# [WORK REQUIRED]
How many lines in the items below contain the string "image"? Reply with the number only.

# [Dataset entries]

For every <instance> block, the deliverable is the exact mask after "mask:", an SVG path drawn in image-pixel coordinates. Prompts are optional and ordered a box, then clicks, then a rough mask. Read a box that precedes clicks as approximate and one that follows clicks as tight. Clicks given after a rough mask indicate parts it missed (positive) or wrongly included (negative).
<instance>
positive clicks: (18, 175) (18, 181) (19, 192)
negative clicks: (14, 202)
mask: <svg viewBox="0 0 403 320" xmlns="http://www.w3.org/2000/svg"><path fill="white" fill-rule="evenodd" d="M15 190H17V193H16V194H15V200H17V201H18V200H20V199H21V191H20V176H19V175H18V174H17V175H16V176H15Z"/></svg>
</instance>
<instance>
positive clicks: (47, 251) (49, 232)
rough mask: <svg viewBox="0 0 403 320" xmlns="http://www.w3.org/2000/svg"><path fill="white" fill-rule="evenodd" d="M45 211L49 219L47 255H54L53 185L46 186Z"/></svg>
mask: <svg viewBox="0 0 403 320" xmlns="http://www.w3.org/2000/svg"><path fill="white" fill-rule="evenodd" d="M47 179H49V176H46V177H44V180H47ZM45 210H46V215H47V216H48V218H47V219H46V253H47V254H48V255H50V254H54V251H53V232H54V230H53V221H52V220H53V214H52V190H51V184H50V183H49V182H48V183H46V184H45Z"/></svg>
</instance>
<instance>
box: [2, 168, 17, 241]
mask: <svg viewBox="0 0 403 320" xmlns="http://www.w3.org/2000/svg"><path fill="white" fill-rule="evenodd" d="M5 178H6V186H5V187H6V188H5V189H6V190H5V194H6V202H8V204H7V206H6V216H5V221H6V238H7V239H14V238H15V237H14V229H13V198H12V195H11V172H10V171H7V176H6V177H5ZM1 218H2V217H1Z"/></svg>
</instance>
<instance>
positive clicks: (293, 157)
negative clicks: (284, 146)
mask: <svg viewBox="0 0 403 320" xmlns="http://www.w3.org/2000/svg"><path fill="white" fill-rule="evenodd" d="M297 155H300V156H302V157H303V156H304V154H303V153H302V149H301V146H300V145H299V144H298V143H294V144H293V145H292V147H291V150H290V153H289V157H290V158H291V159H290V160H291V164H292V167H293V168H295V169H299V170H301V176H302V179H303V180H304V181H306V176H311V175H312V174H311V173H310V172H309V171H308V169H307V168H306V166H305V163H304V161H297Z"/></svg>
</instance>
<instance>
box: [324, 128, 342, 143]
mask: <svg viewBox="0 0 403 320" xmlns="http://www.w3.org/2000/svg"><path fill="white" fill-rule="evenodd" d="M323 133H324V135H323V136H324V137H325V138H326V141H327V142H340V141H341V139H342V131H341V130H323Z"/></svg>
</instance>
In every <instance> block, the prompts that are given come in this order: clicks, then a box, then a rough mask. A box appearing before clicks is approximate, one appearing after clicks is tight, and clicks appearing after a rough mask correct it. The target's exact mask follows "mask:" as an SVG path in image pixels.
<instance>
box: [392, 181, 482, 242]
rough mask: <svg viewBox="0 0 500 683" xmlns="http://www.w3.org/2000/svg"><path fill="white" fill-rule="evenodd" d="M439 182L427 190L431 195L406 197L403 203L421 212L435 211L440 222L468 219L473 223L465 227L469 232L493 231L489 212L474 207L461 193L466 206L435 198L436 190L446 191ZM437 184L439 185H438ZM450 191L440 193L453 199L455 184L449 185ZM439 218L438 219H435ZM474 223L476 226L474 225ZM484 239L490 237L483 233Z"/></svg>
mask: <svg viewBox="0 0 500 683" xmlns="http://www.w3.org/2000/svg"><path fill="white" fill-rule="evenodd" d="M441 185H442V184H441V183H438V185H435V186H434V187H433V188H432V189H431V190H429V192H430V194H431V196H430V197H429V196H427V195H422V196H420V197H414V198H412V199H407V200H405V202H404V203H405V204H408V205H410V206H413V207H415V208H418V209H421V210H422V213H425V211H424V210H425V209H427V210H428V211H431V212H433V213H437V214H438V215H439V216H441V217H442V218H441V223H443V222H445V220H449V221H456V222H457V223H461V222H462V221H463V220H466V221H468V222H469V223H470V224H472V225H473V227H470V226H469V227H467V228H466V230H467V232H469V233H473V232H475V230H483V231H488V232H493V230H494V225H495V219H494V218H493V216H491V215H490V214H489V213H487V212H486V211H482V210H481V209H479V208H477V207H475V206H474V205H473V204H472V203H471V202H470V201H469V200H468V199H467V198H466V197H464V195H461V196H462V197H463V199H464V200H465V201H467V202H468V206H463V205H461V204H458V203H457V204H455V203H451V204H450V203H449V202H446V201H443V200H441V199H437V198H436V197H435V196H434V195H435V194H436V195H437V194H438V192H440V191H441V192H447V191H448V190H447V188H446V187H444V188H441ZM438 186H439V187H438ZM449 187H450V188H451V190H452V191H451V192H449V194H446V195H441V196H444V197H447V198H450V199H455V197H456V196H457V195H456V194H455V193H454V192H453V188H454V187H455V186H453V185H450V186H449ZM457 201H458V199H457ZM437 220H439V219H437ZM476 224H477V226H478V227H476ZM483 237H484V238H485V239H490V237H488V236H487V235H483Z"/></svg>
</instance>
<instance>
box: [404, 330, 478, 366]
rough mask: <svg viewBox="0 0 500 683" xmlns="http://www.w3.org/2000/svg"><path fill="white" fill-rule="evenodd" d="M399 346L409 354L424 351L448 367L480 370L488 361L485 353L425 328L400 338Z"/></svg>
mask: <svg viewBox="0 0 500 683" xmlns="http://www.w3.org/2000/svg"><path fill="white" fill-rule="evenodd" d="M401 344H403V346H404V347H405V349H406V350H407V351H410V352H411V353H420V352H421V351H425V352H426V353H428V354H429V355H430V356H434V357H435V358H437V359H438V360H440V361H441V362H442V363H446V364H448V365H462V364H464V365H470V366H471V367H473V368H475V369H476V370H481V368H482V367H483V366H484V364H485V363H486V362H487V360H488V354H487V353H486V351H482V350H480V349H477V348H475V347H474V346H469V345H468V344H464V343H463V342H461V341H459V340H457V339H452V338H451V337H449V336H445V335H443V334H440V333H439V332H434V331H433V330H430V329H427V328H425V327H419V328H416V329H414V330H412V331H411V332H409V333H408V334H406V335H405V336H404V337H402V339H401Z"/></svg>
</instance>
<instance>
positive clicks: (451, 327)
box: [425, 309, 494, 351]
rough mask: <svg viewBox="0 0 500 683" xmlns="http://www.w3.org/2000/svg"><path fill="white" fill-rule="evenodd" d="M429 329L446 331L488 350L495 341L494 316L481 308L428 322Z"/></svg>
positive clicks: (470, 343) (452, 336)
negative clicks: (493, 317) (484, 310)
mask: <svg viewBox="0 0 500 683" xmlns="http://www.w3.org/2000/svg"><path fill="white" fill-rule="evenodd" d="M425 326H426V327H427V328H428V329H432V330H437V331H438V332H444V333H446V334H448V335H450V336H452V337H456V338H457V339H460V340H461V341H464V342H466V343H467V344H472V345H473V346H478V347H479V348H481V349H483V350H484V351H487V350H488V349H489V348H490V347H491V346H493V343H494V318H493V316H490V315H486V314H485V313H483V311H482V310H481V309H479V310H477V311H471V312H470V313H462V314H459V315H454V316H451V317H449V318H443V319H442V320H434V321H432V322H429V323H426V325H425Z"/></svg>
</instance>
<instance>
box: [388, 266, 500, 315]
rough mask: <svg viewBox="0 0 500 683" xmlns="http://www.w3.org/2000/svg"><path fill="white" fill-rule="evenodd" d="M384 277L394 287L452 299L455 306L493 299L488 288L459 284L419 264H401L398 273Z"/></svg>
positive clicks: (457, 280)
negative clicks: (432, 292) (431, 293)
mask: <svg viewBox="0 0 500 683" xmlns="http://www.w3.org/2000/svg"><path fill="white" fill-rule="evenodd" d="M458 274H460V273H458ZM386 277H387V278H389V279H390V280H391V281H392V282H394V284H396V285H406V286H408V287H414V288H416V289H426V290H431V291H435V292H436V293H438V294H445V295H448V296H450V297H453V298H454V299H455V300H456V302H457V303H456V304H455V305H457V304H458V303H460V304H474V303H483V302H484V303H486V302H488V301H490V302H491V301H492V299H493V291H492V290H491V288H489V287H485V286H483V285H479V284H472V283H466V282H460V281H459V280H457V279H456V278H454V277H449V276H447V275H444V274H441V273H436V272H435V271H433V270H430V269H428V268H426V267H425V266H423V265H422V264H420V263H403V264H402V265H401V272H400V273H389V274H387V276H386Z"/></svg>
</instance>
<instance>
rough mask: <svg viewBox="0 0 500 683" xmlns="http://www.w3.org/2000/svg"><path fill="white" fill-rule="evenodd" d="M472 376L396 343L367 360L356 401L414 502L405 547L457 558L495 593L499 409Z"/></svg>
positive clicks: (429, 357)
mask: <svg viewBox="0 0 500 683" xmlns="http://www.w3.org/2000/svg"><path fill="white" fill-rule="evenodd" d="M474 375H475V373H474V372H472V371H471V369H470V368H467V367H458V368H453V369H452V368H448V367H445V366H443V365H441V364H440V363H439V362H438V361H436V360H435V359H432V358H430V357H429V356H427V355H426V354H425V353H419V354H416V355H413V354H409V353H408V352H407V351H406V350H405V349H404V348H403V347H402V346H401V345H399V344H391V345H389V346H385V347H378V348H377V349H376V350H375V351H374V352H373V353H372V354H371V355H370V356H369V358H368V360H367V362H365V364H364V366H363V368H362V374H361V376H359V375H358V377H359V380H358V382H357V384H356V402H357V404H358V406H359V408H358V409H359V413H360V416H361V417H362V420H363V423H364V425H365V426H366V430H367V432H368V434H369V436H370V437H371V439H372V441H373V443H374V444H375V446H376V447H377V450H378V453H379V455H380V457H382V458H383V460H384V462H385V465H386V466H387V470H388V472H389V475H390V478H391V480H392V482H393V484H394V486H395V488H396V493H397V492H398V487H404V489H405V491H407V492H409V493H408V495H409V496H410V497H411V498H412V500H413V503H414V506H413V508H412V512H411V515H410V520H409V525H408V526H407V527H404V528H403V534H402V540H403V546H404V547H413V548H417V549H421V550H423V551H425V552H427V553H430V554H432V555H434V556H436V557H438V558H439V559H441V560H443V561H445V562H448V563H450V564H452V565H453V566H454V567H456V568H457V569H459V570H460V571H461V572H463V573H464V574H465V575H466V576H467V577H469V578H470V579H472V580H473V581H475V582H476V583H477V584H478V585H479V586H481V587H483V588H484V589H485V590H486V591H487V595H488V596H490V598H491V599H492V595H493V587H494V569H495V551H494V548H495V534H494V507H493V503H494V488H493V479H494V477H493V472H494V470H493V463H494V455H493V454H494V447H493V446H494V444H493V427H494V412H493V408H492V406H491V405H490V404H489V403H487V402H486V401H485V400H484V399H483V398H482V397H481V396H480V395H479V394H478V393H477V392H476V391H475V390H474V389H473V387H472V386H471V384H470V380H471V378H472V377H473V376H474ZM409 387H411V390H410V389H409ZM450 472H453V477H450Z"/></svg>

# [WRITTEN RESPONSE]
2